**What you will do:**
1 > Summarize the forum post on catching renamed duplicate files in Retrospect backups in exactly two sentences.
2 > Carry on the forum post proposing MD5-based duplicate detection for Retrospect, picking up right after its final sentence.

**Excerpt provided:**
------------

Or am I missing something?

 

Why check every file? Currently Retrospect preforms a progressive backup and avoids duplicates by attempting to match the source file to the catalog merely on name, size, dates, and attributes.  If that match checking fails, Retrospect considers the file new and necessarily must read the entire file. As well, it by default generates an MD5 hash. So we know Retrospect must read all new files at least once (currently only once). This proposed feature has overhead of potentially reading such a source file twice, but that need can be optimized away with a little effort. Even without such optimizations, I would find this feature quite useful.

 

The feature I’m suggesting could easily be implemented by performing an advance extra read (before writing to the set) of any such new files that fail the initial duplicates checking. This advance extra read would be performed in order to generate the MD5 hash toward determining if a file is a duplicate. With that MD5, Retrospect can perform the same matching as it does initially for finding duplicates but instead of using name/size/dates/attributes, it would use MD5/size/dates/attributes. If that matches a file in the catalog, Retrospect avoids a duplicate, and instead inserts a reference to the existing file already in the set.

 

The overhead of the above suggestion is the so-called “advance extra read” that is required to produce the MD5 outside of Retrospect’s normal behavior of reading the file to produce that same MD5 while it also writes to the set. Yes, that is extra perf/overhead for new files but a few things on this…

 

First, it’s worth it as described above. I could have it always enabled and be happy with that in my usage. However, I could also enable it for backups that I know have a lot of renamed files, then disable afterwards. This would allow me to get a backup set in sync with a huge rename. But even better than worrying about enabling/disabling, there are some potential optimizations which can be added…

 

The key to avoiding the extra overhead is to avoid the extra source file read to produce the MD5 in advance which is needed to see if it’s a duplicate in content to anything already in the catalog. There are a number of ways which come to mind offhand that Retrospect could do this…

 

For example, as Retrospect encounters each file that appears to be new (which could be a renamed file that is actually a duplicate), Retrospect looks at the catalog information for all files that match that potential new source file’s date, size and attributes (without the name). If there are no matches, Retrospect proceeds forward as it normally would, adding the new file to the set (no extra overhead here except that catalog search which should be nil). If there are one or more matches of size/dates/attributes to files in the catalog, Retrospect then proceeds to generate an MD5 for the source file which it then uses to check the catalog for a match on MD5/dates/size/attributes. If there is a match, Retrospect considers the file to be a duplicate and proceeds forward without backing up the new copy (but the file will appear in the snapshot of course, just as with any progressive backup).

------------

**Information supplied:**
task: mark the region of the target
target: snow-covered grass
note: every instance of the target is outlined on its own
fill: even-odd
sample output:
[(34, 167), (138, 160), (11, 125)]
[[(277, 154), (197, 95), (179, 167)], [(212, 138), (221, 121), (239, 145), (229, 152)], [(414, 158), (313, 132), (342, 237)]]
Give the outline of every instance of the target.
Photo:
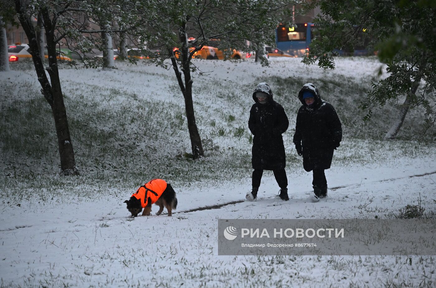
[[(117, 63), (112, 71), (61, 69), (81, 172), (72, 177), (58, 174), (52, 116), (30, 64), (0, 74), (1, 287), (434, 285), (432, 256), (218, 256), (218, 218), (392, 218), (407, 204), (433, 217), (436, 130), (423, 135), (422, 111), (414, 109), (398, 140), (382, 141), (398, 110), (390, 105), (363, 123), (358, 105), (380, 66), (375, 58), (340, 59), (333, 71), (294, 59), (272, 59), (269, 67), (251, 60), (195, 61), (210, 71), (194, 79), (206, 154), (196, 161), (187, 155), (184, 101), (172, 69), (146, 62)], [(256, 202), (184, 212), (242, 200), (251, 188), (247, 122), (261, 81), (290, 119), (284, 140), (290, 201), (273, 198), (278, 188), (266, 172)], [(326, 171), (332, 190), (317, 203), (309, 200), (311, 175), (292, 143), (297, 95), (309, 82), (335, 107), (344, 132)], [(175, 187), (178, 213), (128, 218), (123, 201), (157, 177)]]

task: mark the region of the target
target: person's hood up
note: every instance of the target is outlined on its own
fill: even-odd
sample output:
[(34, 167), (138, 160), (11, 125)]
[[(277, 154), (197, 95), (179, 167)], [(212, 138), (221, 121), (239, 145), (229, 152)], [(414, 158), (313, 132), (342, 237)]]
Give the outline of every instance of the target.
[(306, 91), (310, 92), (313, 94), (315, 97), (314, 104), (321, 103), (321, 95), (320, 95), (318, 88), (312, 83), (306, 83), (303, 85), (303, 88), (298, 93), (298, 99), (300, 99), (302, 104), (304, 105), (306, 105), (306, 102), (303, 100), (303, 94)]
[(262, 82), (258, 84), (255, 90), (253, 92), (253, 100), (254, 100), (254, 102), (259, 103), (259, 101), (256, 97), (256, 92), (263, 92), (266, 93), (268, 94), (268, 102), (272, 100), (272, 91), (271, 91), (271, 88), (269, 87), (269, 85), (265, 82)]

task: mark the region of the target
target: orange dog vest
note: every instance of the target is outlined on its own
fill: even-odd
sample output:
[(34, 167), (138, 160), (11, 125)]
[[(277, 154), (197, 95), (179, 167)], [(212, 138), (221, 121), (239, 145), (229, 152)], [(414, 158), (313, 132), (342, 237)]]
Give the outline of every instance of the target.
[(141, 206), (145, 208), (149, 198), (151, 200), (152, 204), (156, 203), (166, 189), (166, 182), (161, 179), (153, 179), (140, 187), (132, 197), (141, 200)]

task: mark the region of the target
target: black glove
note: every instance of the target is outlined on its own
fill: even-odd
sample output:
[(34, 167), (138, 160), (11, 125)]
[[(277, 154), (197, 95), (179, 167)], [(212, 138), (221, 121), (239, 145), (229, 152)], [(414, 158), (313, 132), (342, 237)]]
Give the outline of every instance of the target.
[(298, 154), (298, 156), (301, 156), (303, 154), (303, 147), (301, 147), (301, 144), (296, 143), (295, 149), (297, 151), (297, 154)]
[(337, 148), (340, 146), (341, 146), (341, 144), (340, 144), (339, 141), (337, 141), (335, 140), (334, 141), (333, 141), (333, 147), (335, 149), (336, 149), (336, 148)]

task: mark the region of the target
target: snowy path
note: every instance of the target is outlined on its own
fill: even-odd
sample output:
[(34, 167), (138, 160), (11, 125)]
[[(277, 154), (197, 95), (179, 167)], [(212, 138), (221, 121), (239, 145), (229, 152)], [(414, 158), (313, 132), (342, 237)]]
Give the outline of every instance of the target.
[(289, 202), (271, 198), (278, 189), (273, 178), (267, 177), (261, 189), (266, 192), (257, 201), (220, 209), (183, 212), (240, 200), (247, 185), (181, 191), (181, 211), (170, 218), (130, 218), (124, 198), (68, 205), (3, 204), (2, 286), (197, 287), (207, 282), (208, 287), (247, 287), (265, 281), (267, 286), (374, 287), (404, 282), (414, 287), (424, 280), (434, 282), (435, 266), (426, 257), (412, 257), (409, 265), (405, 257), (217, 256), (219, 218), (385, 218), (407, 204), (416, 204), (418, 192), (422, 205), (434, 211), (436, 164), (424, 158), (411, 163), (401, 163), (401, 170), (389, 164), (333, 168), (327, 177), (336, 189), (316, 203), (309, 201), (309, 185), (302, 184), (310, 183), (304, 173), (290, 181), (300, 184), (295, 185)]

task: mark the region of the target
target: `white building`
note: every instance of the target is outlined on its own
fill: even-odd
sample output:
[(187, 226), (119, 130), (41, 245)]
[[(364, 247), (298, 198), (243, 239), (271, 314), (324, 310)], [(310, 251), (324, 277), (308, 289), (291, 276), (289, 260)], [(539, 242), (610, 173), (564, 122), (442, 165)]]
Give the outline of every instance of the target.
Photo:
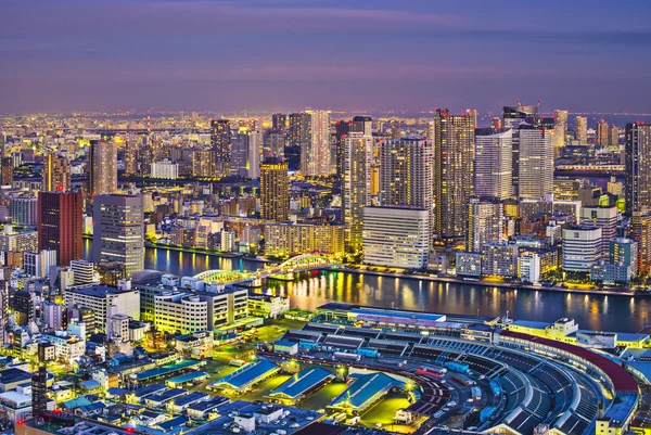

------------

**Answer list:**
1 > Retrospect currently avoids duplicates by matching each source file to the catalog on name, size, dates, and attributes, and any file that fails that check is treated as new and read in full. The writer proposes an advance extra read that generates an MD5 hash for such files so they can be matched on MD5, size, dates, and attributes instead, and suggests skipping that extra read unless some catalog file already matches the new file's date, size, and attributes.

2 >
The example optimization just described is basically making sure the catalog has at least one matching file with the same dates/size/attributes before doing that extra read to produce the MD5. It seems all optimizations here are about avoiding that extra work. You need something strong, like that hash to do this content check, but you want to avoid that check if existing simpler data can be used for faster checks. But even more could be done…

 

Retrospect could maintain additional "simpler" data (than a hash) to help with further optimizations. For example, Retrospect could maintain a simple checksum for arbitrary but strictly defined sections of a file, such as checksums for a few sectors of the file's beginning, middle, and end. These could be added to the prior optimization’s check. For example, as mentioned before, given a potential duplicate/new source file’s size/dates/attributes, Retrospect could now check the catalog for one or more files with matching size/dates/attributes but also matches on those simple checksums, then (only if a catalog file match is found) proceed forward with the advanced (extra) read of the source file to produce the MD5 and perform final check with MD5/dates/size/attributes.

 

Again, I would LOVE this feature even without any such optimizations. The extra read would only occur for new files that fail all of Retrospect's current checks for changed files, or duplicate files allowing today's progressive backups. If all those fail to match, the extra read would then be required. So an extra read on all such new files to avoid duplicates on renames? To me... that's totally worth it. So the complexity I added above, which is not required for a good feature, is merely about finding creative ways to avoid that extra source read to get an MD5 to perform that MD5 check (by using checks that are faster and may eliminate the need to do the advance/extra file read to get that MD5).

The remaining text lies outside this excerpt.